Manchurian Candidate
Year: | 2004 |
Director: | Jonathan Demme |
Cast: | Denzel Washington, Liev Schreiber, Meryl Streep |
Jonathan Demme proved himself a master director in The Silence of the Lambs, and here he brings one of the best movies of the year, certainly the best political thriller.
The original was a brilliant movie for its time – any remake not only had to hold its own in the modern era but live up to a film that was ahead of its time (particularly in performance and scripting) in the early 1960's.
One of the only ways to make sure that happened was to choose two of the best actors living today, and without Washington and Streep, it would have been a far lighter film than it was – Liev Schrieber's presence only bolstered the credibility with his buttoned down but idealistic portrayal.
The first point of brilliance is that it's been seamlessly translated to the modern day – the 'experiments' have occurred in occupied Iraq during the first Gulf War rather than Korea in the early 1950's, and the Manchuria of the title refers to the holding conglomerate Manchurian Global.
Decorated heroes Ben Marco (Washington) and Raymond Shaw (Schrieber) have gone their separate ways – the former mostly keeping his life under control except for the dreams that plague him, the latter on the populist road to vice presidency of the US, courtesy of his politically shrewd mother, herself a senator (Streep, so obviously modelled on Hillary Clinton its hopeless her having denied it in interviews).
When a former platoon mate comes to see Marco to tell him about bad dreams and show him drawings in a notebook, he's obviously cracked, suffering from chronic shell shock – except that the dreams are the same as the one's Marco himself is suffering.

-=-=-=-=-

Problem set ▸
(1) Answer these questions using the review:
(a) Who directed the film?
(b) Where did the "experiments" take place in this version?
(c) What public office does Raymond Shaw's mother hold?
(2) List every actor named on the Cast line of the review.
(3) Based on the review, is each statement true? Answer yes or no and quote the words that decide it.
(a) In this version, the "experiments" happened in Korea.
(b) Raymond Shaw's mother is a senator.
(c) Ben Marco has no trouble with dreams.
The records have nothing to do with this.

A run of records:
-=-=-=-=-

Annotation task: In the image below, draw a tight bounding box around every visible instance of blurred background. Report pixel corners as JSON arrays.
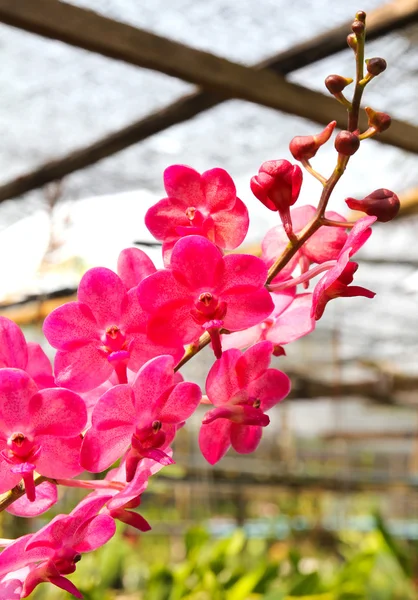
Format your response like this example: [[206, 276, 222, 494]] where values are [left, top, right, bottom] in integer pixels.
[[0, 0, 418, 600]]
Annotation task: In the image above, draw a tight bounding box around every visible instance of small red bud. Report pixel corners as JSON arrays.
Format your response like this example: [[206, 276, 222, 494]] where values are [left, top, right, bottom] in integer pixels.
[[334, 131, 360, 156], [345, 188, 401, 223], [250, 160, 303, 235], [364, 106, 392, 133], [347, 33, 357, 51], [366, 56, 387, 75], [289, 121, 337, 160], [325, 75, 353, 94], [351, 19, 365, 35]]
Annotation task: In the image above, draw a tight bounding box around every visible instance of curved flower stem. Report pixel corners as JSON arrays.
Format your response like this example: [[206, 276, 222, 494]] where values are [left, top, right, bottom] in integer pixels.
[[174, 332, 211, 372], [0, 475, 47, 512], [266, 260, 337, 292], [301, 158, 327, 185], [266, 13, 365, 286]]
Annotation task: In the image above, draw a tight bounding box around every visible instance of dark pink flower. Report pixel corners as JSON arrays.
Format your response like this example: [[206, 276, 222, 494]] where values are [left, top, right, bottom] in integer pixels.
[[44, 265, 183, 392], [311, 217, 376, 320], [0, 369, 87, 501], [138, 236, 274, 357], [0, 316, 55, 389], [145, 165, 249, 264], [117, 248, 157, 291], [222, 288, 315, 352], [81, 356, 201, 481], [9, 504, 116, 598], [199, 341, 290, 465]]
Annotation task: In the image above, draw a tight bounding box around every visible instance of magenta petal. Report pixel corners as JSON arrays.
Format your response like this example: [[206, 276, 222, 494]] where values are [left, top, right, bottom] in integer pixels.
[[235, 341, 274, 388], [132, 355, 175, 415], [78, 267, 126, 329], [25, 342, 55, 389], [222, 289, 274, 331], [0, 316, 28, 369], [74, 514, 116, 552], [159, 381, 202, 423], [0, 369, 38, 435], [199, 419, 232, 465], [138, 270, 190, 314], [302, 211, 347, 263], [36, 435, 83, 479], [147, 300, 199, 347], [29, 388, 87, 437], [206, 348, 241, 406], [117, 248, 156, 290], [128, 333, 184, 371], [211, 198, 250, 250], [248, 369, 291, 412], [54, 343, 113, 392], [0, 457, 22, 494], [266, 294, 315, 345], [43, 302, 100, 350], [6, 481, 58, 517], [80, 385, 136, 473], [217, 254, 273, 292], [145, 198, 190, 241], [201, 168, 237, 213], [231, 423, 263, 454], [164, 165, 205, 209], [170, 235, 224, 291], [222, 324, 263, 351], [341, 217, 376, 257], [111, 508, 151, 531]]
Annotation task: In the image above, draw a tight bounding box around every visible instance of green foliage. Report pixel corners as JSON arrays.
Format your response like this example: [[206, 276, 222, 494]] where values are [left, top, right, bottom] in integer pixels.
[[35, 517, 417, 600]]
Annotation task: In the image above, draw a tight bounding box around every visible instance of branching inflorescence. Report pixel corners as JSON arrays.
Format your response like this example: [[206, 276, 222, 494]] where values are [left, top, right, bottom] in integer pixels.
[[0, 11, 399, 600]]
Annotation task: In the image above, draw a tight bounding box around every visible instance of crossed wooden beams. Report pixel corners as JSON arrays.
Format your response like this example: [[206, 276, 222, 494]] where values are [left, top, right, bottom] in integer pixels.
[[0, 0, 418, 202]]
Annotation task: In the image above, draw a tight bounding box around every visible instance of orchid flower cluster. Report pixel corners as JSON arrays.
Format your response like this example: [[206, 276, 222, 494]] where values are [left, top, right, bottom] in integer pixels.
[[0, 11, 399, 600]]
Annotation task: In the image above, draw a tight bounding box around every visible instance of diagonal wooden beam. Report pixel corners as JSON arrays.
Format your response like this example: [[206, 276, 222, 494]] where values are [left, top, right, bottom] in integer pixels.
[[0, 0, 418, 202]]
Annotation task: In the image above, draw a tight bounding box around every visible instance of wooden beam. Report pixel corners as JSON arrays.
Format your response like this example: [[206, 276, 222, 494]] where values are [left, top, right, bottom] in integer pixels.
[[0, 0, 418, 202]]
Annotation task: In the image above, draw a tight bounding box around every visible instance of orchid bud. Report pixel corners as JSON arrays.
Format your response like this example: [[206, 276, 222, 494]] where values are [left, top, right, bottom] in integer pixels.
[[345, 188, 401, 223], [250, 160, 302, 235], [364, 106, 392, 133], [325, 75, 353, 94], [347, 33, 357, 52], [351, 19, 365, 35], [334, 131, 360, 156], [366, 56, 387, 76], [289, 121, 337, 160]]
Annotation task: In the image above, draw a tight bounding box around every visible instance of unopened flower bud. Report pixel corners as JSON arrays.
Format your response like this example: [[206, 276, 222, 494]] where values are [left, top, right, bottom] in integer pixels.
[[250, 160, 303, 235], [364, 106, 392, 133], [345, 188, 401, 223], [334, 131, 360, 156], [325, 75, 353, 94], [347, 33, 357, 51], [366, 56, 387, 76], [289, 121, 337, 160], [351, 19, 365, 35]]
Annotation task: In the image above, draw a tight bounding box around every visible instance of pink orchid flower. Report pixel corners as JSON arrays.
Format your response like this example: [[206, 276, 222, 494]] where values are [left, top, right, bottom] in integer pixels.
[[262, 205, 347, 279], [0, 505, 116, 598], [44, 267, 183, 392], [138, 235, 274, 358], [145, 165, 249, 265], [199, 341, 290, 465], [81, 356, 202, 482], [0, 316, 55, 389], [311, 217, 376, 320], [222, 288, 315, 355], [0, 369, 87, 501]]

-=-=-=-=-

The responses ▸
(1)
(a) Jonathan Demme
(b) In occupied Iraq during the first Gulf War
(c) She is a senator.

(2) Denzel Washington, Liev Schreiber, Meryl Streep

(3)
(a) No: "the 'experiments' have occurred in occupied Iraq during the first Gulf War rather than Korea in the early 1950's"
(b) Yes: "herself a senator"
(c) No: "except for the dreams that plague him"